Consigne:
Recopiez fidèlement, dans l'extrait sur la situation politique au Sénégal, le passage qui va de « Pendant que le » à « derrière leur silence. ».

***** Extrait retenu

Pendant que le président sénégalais est désormais sur les rotules avec l’annulation de la décision qui reportait l’élection présidentielle au 15 décembre prochain, Abidjan et les principales capitales de la Cedeao semblent avoir décidé de dissimuler leur embarras derrière leur silence.
Bati Abouè
Si Abidjan et de nombreuses capitales de l’Afrique de l’ouest restent figées dans leur silence, il y a encore Patrice Talon pour évoquer publiquement sans trop se mouiller cependant la situation politique au Sénégal. Celle-ci a pris une nouvelle tournure depuis que le conseil constitutionnel a retoqué à la fois la loi reportant le scrutin présidentiel et le décret pris par Macky Sall, en amont, la veille de l’ouverture de la campagne électorale. Les deux dispositions ont en effet été jugées non conformes à la constitution sénégalaise par le Conseil constitutionnel qui a de nouveau réaffirmé l’intangibilité du mandat présidentiel, indiscutable à ses yeux.

**********
***** Données brutes

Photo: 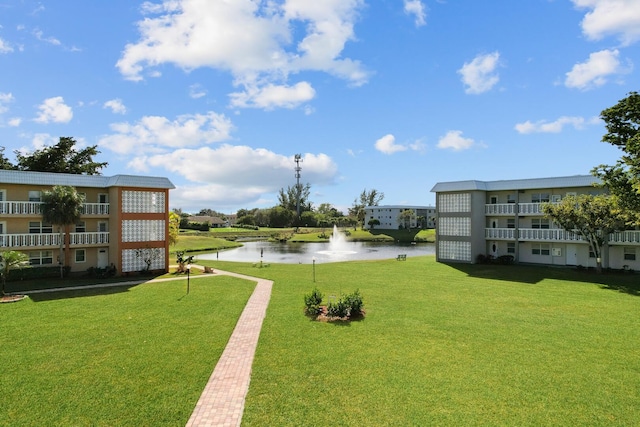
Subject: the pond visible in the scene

**********

Résultat attendu:
Pendant que le président sénégalais est désormais sur les rotules avec l’annulation de la décision qui reportait l’élection présidentielle au 15 décembre prochain, Abidjan et les principales capitales de la Cedeao semblent avoir décidé de dissimuler leur embarras derrière leur silence.